I think things are good now but you just wait…it’ll get even better.  You ain’t seen nuthin’ yet.

My receptionist has a lot to do with it.  She ties everything together.  She’s even throwing us an employee party at her house which is ultimate in strengthening the bonds we share.  The stronger the bonds, the more powerful the business.

I feel like I’m reliving my 20’s.  The ease and flow of life when you’re young, it’s all coming back.  Complete with care-free’s, no responsibilities, and following the fun.

When I look back on last summer, the only thing I remember about it is my spontaneous 5 days off.  I had 5 days off in a row, it wasn’t planned.  It just happened.  The rest of the time was spent on stress and one disaster following another.

So far this has been the best summer of my life.  Well, technically 1986 was my favorite summer since I thought it lasted an entire year (I was 6).  I graduated kindergarten and waited for first grade to start but it never came.  I remember asking someone if I had to wait a year until I can go to the first grade and they said, “it’s not a whole year, just the summer.”

But yeah….this is the best year of my life.  I can’t get over it.  And it’ll only get better!  As long as I keep the weight off and stay healthy, age won’t be a bother.  I have nothing but the best years still ahead of me.  And it all began last month.  It’s only been a month of this!

And according to my poor math skills, I’ll have an extra $2000 in the bank starting next month.

Don’t get me wrong, life still sucks.  I can never stop the suck completely, it’ll always be there.  All I’m trying to do is make the best out of the suck.  Despite the suck, I will enjoy what there is.  I laugh in the face of the suck.

******************************

I sat outside on our back porch today – just for a few minutes.  I went out there to throw a recyclable away and as soon as I slid open the sliding glass door, I was hit in the face with a beautiful day.  Literally, I felt it hit my face.

Me – “Wow, it’s so nice out.”

Me thinking – “We are floating in pitch-black darkness surrounded by nothingness.  No air to breathe, no plant or animals, not even gravity.  Nothing.  Just coldness and the sporadic clump of debris that formed into an orb due to gravity.  We are on such an orb.  One orb of debris out of infinity.

I HAD to sit down to think about this.  To look at the tree’s, the sky, feel the breeze, the colors and brightness, hear the birds chirping.  How are we even here?

----

Requirement 1 |
According to the blog post about summer, what is the receptionist doing for the staff?
Requirement 2 |
Write what comes next in the blog post about summer, starting after its final sentence.
The rows have nothing to do with the blog post about summer.

----

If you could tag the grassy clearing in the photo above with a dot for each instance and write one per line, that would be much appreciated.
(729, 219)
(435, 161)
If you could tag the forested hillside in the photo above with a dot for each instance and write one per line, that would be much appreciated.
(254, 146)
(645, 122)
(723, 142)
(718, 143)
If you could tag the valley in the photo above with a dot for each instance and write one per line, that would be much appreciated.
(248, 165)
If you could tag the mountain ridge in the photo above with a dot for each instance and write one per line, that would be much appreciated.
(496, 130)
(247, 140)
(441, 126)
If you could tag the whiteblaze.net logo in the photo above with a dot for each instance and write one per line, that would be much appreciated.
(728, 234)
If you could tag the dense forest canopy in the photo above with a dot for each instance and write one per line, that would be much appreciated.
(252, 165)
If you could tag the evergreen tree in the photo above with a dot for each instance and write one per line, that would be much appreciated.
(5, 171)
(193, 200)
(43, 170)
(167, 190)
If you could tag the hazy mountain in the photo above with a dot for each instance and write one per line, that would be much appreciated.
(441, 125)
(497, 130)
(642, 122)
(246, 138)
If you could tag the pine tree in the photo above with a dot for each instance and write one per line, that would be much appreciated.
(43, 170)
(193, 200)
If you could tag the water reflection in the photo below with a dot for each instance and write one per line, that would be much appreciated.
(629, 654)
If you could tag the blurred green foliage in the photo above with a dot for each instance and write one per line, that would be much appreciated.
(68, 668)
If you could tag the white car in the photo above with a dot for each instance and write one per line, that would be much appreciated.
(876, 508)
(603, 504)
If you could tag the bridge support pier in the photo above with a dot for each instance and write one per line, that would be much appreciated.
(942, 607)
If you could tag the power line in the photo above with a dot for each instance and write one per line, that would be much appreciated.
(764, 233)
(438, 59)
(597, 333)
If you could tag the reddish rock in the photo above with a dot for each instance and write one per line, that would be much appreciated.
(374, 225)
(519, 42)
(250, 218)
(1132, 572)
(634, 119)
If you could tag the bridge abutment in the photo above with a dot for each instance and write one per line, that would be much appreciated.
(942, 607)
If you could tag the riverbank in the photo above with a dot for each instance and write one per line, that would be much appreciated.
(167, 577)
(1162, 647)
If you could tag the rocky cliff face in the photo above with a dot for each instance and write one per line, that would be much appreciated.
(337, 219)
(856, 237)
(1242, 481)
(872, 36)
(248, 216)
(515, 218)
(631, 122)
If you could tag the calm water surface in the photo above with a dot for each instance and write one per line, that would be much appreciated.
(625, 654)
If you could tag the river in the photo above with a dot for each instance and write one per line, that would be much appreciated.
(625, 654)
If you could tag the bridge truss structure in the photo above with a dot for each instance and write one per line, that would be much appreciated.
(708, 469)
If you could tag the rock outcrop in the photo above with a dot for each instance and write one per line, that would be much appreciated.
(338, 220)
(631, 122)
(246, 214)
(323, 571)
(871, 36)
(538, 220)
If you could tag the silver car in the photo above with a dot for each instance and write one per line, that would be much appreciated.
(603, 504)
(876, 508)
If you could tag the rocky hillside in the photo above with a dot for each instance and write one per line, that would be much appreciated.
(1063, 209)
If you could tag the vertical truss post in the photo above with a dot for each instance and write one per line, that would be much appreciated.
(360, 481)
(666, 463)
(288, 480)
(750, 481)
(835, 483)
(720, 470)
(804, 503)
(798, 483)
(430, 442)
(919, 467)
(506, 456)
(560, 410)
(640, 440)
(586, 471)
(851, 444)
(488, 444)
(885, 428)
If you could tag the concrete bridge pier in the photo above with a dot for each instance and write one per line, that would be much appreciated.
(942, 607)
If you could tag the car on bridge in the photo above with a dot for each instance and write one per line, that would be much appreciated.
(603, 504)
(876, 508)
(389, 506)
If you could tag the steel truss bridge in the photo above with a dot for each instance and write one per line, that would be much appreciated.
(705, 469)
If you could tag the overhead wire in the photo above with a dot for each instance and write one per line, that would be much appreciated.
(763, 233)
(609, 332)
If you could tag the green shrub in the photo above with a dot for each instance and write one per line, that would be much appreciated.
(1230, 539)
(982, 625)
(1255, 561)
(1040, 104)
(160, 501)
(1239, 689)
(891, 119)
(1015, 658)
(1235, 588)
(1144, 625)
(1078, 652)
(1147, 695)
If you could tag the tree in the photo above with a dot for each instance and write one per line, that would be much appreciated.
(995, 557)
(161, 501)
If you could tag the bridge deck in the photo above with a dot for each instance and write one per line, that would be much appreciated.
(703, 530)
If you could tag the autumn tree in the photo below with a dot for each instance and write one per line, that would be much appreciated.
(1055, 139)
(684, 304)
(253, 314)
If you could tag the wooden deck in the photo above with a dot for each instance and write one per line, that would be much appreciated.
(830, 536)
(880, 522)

----

Answer space 1 |
She is throwing an employee party at her house.

Answer space 2 |
I’m part of the earth, it made me.  I’m a natural part of it.  But why me exactly?  Why Me specifically?  My thoughts don’t feel natural, they don’t feel born from the earth.

Language, which I feel is the deciding factor between beast and man, allows these unnatural thoughts to occur.  Language creates a barrier between us and the universe.  We are not it and it is not us.  Language is nothing more than an evolved form of basic survival.  It came strictly from ego, our fear of death.  It’s both linear and restrictive and forms us into everything we are.

The sad truth is that there is no me.  I’m nothing but just another animal born from science.  No better or different from any other animal that lived.  Language is the biggest obstacle that makes us think otherwise.  Like we’re special, we’re separate.  It’s the biggest lie ever told.

Once you grasp this, I mean REALLY grasp it, it shatters your world.  You will suffer ego death (which feels like dying for real) and reemerge as the buddhist monk who ordered his hot dog “One with everything.”

It’s like you have to study really hard, learn all that you can and when you’re ready – forget it all.  Wipe the slate clean because it’s all false, it’s limited thinking, it’s not as real as now.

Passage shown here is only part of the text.